What the task requires – These entries must be printed again exactly as they are.

Record set –

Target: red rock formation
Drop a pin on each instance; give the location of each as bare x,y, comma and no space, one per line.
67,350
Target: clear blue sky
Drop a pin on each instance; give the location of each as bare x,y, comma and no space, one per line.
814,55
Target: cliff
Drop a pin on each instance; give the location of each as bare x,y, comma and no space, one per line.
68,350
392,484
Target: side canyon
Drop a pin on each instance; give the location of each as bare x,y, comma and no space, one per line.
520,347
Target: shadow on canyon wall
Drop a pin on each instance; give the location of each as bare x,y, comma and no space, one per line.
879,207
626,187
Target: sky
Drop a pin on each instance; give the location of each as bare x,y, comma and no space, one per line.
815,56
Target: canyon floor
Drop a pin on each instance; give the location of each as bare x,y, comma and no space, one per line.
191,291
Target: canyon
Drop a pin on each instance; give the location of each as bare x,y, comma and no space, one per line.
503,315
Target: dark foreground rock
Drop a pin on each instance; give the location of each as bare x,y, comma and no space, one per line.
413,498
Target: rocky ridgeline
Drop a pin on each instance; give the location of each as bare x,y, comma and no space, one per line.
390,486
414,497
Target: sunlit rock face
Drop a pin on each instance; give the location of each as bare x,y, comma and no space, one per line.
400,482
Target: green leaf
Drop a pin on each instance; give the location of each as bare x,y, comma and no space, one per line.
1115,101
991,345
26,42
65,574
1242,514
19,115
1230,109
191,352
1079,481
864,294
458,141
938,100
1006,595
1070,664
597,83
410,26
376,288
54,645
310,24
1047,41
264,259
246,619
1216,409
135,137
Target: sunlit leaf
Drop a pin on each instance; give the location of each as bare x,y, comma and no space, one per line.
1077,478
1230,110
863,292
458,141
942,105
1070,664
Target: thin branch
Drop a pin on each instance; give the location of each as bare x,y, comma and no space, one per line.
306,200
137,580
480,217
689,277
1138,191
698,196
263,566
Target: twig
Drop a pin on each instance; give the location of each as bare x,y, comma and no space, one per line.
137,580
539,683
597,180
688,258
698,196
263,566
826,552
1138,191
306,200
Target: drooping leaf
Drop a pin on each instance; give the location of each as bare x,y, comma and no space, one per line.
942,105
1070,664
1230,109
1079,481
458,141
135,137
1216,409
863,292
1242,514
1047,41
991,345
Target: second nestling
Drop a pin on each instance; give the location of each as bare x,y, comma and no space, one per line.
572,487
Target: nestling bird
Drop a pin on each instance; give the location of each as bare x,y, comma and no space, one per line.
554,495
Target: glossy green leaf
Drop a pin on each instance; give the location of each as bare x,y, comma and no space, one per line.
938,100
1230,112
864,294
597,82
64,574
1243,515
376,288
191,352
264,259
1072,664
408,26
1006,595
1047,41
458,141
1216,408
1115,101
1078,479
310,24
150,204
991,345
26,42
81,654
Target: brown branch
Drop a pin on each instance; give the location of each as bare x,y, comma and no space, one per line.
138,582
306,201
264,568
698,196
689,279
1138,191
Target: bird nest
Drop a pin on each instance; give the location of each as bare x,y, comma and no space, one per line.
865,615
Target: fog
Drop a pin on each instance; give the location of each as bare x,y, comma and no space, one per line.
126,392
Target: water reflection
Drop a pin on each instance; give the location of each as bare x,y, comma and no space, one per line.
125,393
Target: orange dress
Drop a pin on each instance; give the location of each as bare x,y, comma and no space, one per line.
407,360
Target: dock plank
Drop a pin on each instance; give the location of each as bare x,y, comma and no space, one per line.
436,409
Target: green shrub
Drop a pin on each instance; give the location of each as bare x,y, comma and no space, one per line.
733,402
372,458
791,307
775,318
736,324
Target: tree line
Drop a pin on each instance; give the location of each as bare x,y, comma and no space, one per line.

Exercise response –
Target: red rock formation
Drop a pin on each instance; give the location of each as bare x,y, comma and no space, one per line.
67,350
Target: clear blue sky
Drop a pin on each instance; give the location of each as bare x,y, comma and no space, one per line.
814,55
Target: cliff
Drop a pin on each instance; give the location of each as bare x,y, comma and no space, one per line.
68,350
392,484
Target: side canyon
Drop a pin on each instance; give the location of each as bare x,y, comma and no space, one per line.
520,347
Target: shadow on canyon wall
Drop a pin on each instance; give the location of each as bare x,y, comma and no space, one per line.
879,207
626,187
Target: sky
Drop a pin on each instance; give the location of each as bare x,y, comma and no space, one per line.
815,56
Target: canyon floor
Drop a pin on each instance; give the location of each as bare x,y, comma and no space, one per line.
191,291
Target: canyon
Drop a pin on each instance; give the location of each as bare x,y, comma and no space, one per line.
503,315
Target: dark foreground rock
Drop a pin on each instance; give the location of each as bare x,y, comma and no space, one per line.
413,498
Target: rocky ridgeline
Drop a pin on each instance; give the location of each as bare x,y, comma and no space, one per line.
390,486
414,497
Target: sunlit rock face
Drop a pin on each instance; give the location of each as bare x,y, comma and no space, one per line.
400,482
Target: green leaf
Drop a pin on each instance; give the location of each as bare x,y, comma and no space, one per line.
1115,101
991,345
26,42
65,574
1242,514
19,115
1230,109
191,352
1079,481
864,294
458,141
938,100
1006,595
1070,664
597,83
410,26
376,288
54,645
310,24
1047,41
264,259
246,619
1216,409
135,137
Target: sunlit leaf
Drop a pin on each instance; give the location of each as bare x,y, comma and no space, one per line.
1077,478
1230,110
863,292
458,141
942,105
1070,664
Target: thin branch
Drop a pin on each instance; give the location of each as bare x,y, comma and no space, one per line.
306,200
137,580
480,217
689,277
1138,191
698,196
263,566
Target: twig
Drop a pin on each instance; give the location of each as bare x,y, comma and no space, one per line.
137,580
539,683
597,180
688,258
698,196
263,566
826,552
1138,191
306,200
Target: drooping leaf
Drop a pin on each instance; give the location of each as bare x,y, comma and no space, one per line.
942,105
1070,664
1230,109
1079,481
458,141
135,137
1216,409
863,292
1242,514
1047,41
991,345
Target: second nestling
Drop a pin on each instance; give the location of each as bare x,y, comma and no space, one per line.
572,487
Target: nestling bird
Drop a pin on each instance; give the location of each as bare x,y, comma and no space, one per line.
554,495
Target: glossy green leaf
Drop a pin on each instance; give the location of each as bare x,y, comma and no space, one per line.
938,100
1230,112
864,294
597,82
64,574
1243,515
376,288
191,352
264,259
1072,664
408,26
1006,595
1047,41
458,141
1216,408
1115,101
1078,479
310,24
150,204
991,345
26,42
81,654
Target: brown branch
Drop a pin on each instance; give the location of each as bare x,y, comma and no space, one per line.
138,582
306,201
264,568
698,196
689,279
1138,191
Target: bird nest
Drop a pin on each instance; give the location of each as bare x,y, comma and no space, one per line.
865,615
Target: fog
Drop a pin on each instance; give the location of each as bare x,y, comma and no space, one per line.
126,392
Target: water reflection
Drop a pin on each instance; give the location of each as bare x,y, comma and no space, one per line.
125,393
Target: orange dress
Drop a pin on each instance; give the location of each as bare x,y, comma and no space, one per line.
407,360
Target: dock plank
Drop a pin on each instance; give the location of each as bare x,y, comma and no space, one per line.
436,409
Target: green shrub
Drop a pin on each instance; give the location of each as bare x,y, comma and no space, one per line.
733,402
372,458
791,307
775,318
736,324
Target: tree line
Drop a pin on each instance; give the location of each as bare x,y, comma and no space, one per line.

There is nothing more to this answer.